* **GOAL OF THE EXERCISE**:
The tail of the records, from the line containing "For the scouting tally, point out every instance of the dirt" through the final line, should be printed exactly and on its own.

* **EXTRACTED ENTRIES**:
····················

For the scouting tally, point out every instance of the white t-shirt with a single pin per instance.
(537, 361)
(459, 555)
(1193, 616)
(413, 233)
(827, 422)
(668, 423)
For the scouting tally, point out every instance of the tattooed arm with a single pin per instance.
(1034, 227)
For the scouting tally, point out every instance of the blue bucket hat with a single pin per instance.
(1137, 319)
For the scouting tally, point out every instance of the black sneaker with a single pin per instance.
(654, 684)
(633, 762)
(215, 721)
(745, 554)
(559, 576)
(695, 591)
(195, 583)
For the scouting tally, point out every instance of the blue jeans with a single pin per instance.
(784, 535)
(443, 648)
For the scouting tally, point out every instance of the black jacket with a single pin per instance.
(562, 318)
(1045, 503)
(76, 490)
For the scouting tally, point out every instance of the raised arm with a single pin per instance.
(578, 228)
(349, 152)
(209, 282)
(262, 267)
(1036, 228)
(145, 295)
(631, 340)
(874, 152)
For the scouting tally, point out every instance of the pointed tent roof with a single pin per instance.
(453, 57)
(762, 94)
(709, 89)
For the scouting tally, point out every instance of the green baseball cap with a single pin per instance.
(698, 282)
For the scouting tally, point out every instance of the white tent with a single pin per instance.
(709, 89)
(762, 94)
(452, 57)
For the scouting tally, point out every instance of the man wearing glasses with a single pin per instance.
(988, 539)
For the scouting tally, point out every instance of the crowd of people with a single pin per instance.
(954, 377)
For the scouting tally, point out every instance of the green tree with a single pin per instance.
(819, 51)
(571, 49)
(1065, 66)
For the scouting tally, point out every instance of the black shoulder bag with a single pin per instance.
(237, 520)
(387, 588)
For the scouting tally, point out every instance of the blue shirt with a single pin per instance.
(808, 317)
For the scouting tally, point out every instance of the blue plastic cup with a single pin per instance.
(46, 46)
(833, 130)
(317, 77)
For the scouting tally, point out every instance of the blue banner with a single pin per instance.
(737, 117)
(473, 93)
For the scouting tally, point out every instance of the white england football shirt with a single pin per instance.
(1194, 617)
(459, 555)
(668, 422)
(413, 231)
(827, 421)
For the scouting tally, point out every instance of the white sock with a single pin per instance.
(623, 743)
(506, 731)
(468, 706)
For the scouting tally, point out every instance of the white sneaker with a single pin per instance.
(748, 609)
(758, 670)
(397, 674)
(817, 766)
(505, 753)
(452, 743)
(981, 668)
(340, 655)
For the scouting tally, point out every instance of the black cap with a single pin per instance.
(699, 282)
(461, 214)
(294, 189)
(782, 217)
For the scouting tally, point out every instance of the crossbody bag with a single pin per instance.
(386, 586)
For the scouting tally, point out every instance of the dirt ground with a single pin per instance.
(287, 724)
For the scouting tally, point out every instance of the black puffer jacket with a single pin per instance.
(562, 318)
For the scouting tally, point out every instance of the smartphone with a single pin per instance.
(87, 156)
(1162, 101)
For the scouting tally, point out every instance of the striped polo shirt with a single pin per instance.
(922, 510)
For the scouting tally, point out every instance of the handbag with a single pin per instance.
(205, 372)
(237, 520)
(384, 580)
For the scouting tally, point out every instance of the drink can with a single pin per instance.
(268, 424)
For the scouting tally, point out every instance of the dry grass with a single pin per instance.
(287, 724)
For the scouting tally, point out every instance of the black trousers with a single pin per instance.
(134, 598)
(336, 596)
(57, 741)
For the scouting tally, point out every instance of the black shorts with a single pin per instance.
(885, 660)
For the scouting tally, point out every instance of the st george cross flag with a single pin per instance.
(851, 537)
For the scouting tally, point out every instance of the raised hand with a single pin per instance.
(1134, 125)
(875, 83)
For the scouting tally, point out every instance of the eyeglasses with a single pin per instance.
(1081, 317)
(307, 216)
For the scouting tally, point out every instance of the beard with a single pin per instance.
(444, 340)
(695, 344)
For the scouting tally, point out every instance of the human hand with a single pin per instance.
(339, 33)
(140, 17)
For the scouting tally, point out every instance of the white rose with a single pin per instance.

····················

* **EXERCISE SOLUTION**:
For the scouting tally, point out every instance of the dirt ground with a single pin per instance.
(287, 724)
For the scouting tally, point out every instance of the black puffer jacket with a single pin per instance.
(562, 318)
For the scouting tally, point out every instance of the smartphone with a single pin per instance.
(87, 156)
(1162, 101)
For the scouting tally, point out every instance of the striped polo shirt with a single pin per instance.
(922, 510)
For the scouting tally, point out every instance of the handbag with a single pin per instance.
(205, 372)
(237, 520)
(384, 580)
For the scouting tally, point out every instance of the drink can with a single pin per instance.
(268, 424)
For the scouting tally, point out every instance of the dry grass with a single pin per instance.
(287, 724)
For the scouting tally, point out every instance of the black trousers with a single pin per instance.
(134, 598)
(336, 596)
(57, 741)
For the scouting tally, point out every instance of the black shorts with a single pin per instance.
(885, 660)
For the scouting tally, point out every instance of the st george cross flag with a single pin per instance.
(851, 537)
For the scouting tally, point out every instance of the raised hand with a single pin per instance.
(1134, 125)
(875, 83)
For the scouting tally, point out every instance of the eyeglasses with a single pin per instance.
(1081, 317)
(307, 216)
For the scouting tally, point out every instance of the beard with a single pin per instance.
(444, 340)
(695, 344)
For the scouting tally, point out every instance of the human hand with a single pin per instance.
(339, 33)
(140, 17)
For the scouting tally, point out every instance of the white rose with a single pin per instance.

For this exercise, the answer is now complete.